*** Opening of Text ***

Students and unions are increasingly demanding an outside and independent audit of the finances of the CSU and University of California (UC) systems, to establish full transparency. Equally important is to raise the demand to “open the books!” of all the finances of the university to students and workers ahead of any cuts so alternative proposals can be made. For example, the growing number of high-paid administrators could be fired, starting with the total compensation of the CSU chancellor and the UC president, who earn $930,000 and $1.3 million respectively; and existing stocks and endowment returns could be either sold or reinvested in the core mission of the universities—teaching and research.
All over the country faculty are beginning to organize against these attacks despite the growing repression. The April 17 National Day of Action organized by the Coalition for Action in Higher Ed has been endorsed by HELU (Higher Education Labor United), the AAUP (the American Association of University Professors), and the FJPN (Faculty for Justice in Palestine Network). The call is for the defense of worker autonomy, the freedom to teach and learn, education as a civil right, and also for an increased wall-to-wall unionization in Higher Ed and the use of the power of the strike to defend workers rights and education.
The SFSU United to Defend Education Conference in February also endorsed the April 17 National Day of Action for Higher Education, to combine the fight against the devastating cuts with the defense of immigrants’ rights and civil liberties. The conference was sponsored by the CFA (California Faculty Association), representing 29,000 faculty, librarians, and counselors from the CSU system and UAW 4311, representing student workers; it was endorsed by student groups and FJP chapters.
In addition, the February conference raised the need to fight for “the full democratic control of our universities and schools by faculty, students and staff in collaboration with the working class communities that surround them.” This means to advance towards a bottom-up democratic model of governance where “it is the elected representatives of faculty, staff and students that choose the Presidents and Deans, and oversee the budget and financial decisions of their institution, on top of being in charge of the curriculum.”
We need independent mass action of students and workers
Many students, staff, and faculty are wondering how to respond to this multifaceted war on universities, and most importantly, how to continue organizing with the increased repression. Some still have hope that the same Democratic Party politicians who are enabling the defunding of universities and public services will provide the way out, while others count on spectacular vanguardist actions aimed at attracting the media’s attention. It is clear, however, that isolated “radical actions” without mass support will only lead to more arrests, expulsions, layoffs, and deportations. No amount of media attention will make those in power change their minds if we do not organize big numbers into collective action.

*** Close of Text ***
*** Opening of Records shown ***

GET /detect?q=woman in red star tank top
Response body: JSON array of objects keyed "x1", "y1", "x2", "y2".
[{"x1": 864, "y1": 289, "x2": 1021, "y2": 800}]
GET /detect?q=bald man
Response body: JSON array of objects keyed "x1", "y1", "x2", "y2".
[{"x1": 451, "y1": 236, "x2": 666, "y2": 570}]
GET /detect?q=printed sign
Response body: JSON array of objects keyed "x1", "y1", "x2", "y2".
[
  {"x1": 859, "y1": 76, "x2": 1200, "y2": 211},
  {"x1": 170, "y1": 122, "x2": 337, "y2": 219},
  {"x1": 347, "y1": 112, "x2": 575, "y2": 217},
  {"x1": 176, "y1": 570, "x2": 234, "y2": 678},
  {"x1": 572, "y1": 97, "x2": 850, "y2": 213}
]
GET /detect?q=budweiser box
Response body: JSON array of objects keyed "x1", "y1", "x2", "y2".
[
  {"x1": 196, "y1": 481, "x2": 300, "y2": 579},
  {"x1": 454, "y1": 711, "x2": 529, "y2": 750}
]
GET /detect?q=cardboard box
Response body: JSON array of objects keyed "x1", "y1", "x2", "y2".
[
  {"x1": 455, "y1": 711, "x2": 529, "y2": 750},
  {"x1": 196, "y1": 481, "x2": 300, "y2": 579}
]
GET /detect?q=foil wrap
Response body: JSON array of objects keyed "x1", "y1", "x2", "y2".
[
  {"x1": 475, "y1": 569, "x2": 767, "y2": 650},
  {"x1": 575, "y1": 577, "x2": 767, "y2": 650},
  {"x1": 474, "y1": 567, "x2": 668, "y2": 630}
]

*** Close of Records shown ***

What needs to be done: Resume the text above about organizing against cuts to the CSU and UC systems, picking up after its final sentence.

Expected output:
The movement needs to embrace accessible tactics that enable its own self-defense, where big numbers can feel safe and confident showing their visible support for the cause but are also demoralized or afraid. Only mass actions that unite different sectors with clear targets and messaging will slowly rebuild the confidence to fight back. In order to draw more people into action, it is important to start where people are at, with one-on-one conversations, small meetings, and social events to build relations outside of work and school and to overcome the feeling of atomization and powerlessness that some sectors are experiencing.
It is also true that any lobbying effort to pass favorable legislation remains a dead letter unless workers organize through collective action to get what they need. In 2001, for example, the CFA spent significant resources to achieve a promising piece of legislation, ACR 73, which approved a plan to fund the increase of tenure density to 75 percent, by hiring more tenure-track positions and converting lecturer faculty into tenure lines. This would have drastically increased the quality of education in the CSU, with smaller class sizes, less overworked faculty, and more advising and support for students.
The result? The tenure density of the statewide system went from 47 percent in 2001, to 44% in 2008, to 40% in 2018. This is both because the legislature never fully funded the CSU and because the existing funds were constantly misappropriated by CSU administrators—who instead hired more administrators! All the money and resources used in lobbying amounted to nothing to stop the greedy neoliberal policies and the constant mandate to decrease the cost of education.
Despite that betrayal, the union did not stop its contribution to the Democratic Party or redirect its resources toward real organizing. The first statewide strike of the CFA was only in 2023, and largely a result of a sustained rank-and-file and class-struggle insurgency led by union organizers at SFSU, CSULA, and other campuses. Yet the CFA is not alone in having promoted the failed strategy of relying on those in power for change, instead of empowering students and workers to fight for their needs. In 2024, one of the largest national education unions, the NEA, spent over $39 million on “political activities and lobbying” and another $127 million on “contributions, gifts, and grants,” to elected officials—that is, 38% of its total budget—but only 9% on member representation activities.
If the unions devoted all the money spent in lobbying to organizing rank-and-file workers for strike actions and mass movements to defend education and civil liberties, the odds of workers winning against the new attacks would be tripled or quadrupled. It is urgent that all unions start building strike funds in order to have the material means to sustain long strikes to win their demands.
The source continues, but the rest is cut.